*** Excerpted text
Monday, October 24, 2016

The Jilting Princess...

by M.M. Bennetts

Yes, she was a princess.  And yes, she had to marry for reasons of state rather than solely based on her personal fancy, but Princess Charlotte (1796-1817), daughter of the Prince Regent and Caroline of Brunswick was no pawn--kind of more the opposite...

Bearing in mind that at the time when ministers of state, and latterly her parents, were scanning the horizon for suitable royal consorts for her, the Napoleonic wars were heading towards, they hoped, a close.  Whilst at the same time, the remaining heads of state--those which had survived--were wondering how best to restore order to Europe and reinstate legitimate government (read monarchies) to those countries which Napoleon had annexed to France.  So the task of choosing a royal mate was a little more complex than usual.

Nevertheless, in 1812, the government hit upon a plan.  Wouldn't it be perfect if Princess Charlotte were to marry William of Orange?  He was of an age with Charlotte, not too old nor too young, he'd seen active service in the Peninsula, so he was a dashing military hero and he was a Protestant (a necessity). What could be better? 

William of Orange had been raised in exile in England (so he spoke English!), he'd spent two years at Oxford,and from 1811, he served in the Peninsula under Wellington by whom he was known as 'Slender Billy'.
******
*** Data section
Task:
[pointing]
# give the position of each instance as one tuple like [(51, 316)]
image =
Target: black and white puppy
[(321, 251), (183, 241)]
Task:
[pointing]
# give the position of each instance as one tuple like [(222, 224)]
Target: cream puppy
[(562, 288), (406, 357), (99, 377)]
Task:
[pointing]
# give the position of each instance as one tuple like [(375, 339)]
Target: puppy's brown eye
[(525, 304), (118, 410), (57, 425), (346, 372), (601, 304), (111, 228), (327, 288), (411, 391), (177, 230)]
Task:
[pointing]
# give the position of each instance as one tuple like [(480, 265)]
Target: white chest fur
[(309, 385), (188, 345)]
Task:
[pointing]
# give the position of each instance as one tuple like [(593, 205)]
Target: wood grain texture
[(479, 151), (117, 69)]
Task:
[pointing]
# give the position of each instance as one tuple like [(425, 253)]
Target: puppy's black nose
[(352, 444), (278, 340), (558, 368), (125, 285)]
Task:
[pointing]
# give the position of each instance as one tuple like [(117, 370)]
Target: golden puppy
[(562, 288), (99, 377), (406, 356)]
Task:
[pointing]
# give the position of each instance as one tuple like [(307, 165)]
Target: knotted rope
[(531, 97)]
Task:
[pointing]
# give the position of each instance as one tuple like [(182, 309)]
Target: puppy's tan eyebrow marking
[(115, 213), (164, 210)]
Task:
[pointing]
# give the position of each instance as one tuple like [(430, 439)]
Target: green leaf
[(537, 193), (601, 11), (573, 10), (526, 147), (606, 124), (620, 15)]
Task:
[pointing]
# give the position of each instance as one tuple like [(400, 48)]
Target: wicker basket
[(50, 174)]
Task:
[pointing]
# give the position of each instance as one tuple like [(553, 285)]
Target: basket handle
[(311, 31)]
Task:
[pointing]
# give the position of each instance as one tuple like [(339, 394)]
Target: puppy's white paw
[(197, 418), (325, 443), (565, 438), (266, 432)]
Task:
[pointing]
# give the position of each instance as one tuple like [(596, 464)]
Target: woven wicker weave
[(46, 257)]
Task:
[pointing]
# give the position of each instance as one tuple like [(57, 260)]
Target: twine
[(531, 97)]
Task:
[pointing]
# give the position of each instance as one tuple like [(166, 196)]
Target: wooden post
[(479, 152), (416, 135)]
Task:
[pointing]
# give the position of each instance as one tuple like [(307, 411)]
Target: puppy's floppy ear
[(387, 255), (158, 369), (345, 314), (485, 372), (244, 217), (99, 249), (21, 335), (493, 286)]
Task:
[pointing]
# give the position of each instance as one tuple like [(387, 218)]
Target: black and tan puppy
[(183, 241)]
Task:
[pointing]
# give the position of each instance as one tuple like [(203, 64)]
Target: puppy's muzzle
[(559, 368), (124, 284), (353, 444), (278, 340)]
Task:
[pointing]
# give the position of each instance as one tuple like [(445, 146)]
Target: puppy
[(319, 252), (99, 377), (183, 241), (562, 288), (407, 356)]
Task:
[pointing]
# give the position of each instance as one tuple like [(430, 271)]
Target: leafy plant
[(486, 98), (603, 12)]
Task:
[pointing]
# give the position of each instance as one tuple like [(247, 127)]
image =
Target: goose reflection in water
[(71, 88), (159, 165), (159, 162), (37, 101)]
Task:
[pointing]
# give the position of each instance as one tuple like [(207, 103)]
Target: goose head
******
## Short exercise 1
Which years appear in the excerpt about Princess Charlotte? List every one.
## Short exercise 2
Which lines of the entries contain the word "wicker"? Pick out each such line and copy it.

## Solution 1
2016, 1796, 1817, 1812, 1811

## Solution 2
Target: wicker basket
Target: woven wicker weave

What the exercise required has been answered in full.